GIVEN PROBLEM:
Select each line in the rows below that contains the word "jersey", and copy those lines out.

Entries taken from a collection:
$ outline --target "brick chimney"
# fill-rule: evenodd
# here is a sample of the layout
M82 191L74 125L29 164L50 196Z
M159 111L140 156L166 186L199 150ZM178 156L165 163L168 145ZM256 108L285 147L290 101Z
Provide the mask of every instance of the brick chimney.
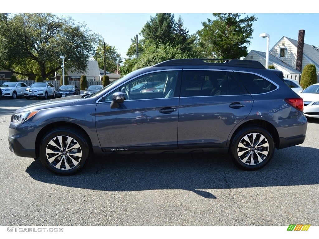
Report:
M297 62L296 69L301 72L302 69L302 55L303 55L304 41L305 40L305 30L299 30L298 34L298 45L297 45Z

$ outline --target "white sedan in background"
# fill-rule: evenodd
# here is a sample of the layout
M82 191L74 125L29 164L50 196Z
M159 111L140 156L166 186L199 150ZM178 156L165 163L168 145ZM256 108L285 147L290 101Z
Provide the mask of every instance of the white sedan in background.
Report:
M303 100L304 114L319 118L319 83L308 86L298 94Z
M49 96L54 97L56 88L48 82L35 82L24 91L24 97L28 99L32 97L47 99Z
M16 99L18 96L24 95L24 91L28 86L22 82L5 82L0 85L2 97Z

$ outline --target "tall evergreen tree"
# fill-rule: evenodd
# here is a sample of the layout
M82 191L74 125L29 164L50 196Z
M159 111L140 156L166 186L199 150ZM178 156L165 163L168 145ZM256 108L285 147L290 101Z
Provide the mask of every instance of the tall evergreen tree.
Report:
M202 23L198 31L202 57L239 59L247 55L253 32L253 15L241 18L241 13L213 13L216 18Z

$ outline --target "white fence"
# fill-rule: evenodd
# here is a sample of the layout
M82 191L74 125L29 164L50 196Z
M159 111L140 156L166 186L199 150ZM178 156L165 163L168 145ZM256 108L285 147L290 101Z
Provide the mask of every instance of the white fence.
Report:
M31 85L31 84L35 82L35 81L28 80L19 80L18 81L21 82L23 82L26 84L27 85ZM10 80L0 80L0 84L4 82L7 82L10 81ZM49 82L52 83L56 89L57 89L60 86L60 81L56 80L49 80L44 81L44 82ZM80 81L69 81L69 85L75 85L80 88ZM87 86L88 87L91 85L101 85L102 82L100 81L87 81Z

==

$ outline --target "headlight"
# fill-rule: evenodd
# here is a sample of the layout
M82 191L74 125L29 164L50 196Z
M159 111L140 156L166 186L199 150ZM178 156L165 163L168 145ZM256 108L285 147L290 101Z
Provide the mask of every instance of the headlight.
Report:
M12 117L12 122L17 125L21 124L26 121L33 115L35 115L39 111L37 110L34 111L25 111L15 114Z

---

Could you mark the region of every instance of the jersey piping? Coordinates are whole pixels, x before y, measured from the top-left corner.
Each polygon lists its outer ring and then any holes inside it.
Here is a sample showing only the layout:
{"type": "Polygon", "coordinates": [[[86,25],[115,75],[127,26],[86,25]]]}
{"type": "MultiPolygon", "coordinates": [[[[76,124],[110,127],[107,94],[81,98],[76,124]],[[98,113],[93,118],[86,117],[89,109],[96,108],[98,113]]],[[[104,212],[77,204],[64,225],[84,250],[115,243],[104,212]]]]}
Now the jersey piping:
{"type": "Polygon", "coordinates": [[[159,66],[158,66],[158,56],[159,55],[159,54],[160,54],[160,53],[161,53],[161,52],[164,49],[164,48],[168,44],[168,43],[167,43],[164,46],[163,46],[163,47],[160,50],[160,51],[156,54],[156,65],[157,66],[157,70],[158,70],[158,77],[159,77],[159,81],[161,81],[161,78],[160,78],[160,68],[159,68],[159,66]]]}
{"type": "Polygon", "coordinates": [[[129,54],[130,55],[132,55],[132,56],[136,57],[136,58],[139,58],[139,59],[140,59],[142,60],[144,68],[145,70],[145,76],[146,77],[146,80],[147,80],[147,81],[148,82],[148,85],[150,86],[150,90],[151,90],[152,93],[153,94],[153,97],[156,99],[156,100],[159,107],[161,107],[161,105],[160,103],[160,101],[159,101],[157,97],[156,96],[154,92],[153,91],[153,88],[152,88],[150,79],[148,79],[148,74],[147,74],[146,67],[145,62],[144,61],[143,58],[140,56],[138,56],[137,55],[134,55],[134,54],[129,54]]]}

PROBLEM SOLUTION:
Could you mark the region of every instance of the jersey piping? Coordinates are whole pixels, x before y, measured from the top-left corner.
Now the jersey piping:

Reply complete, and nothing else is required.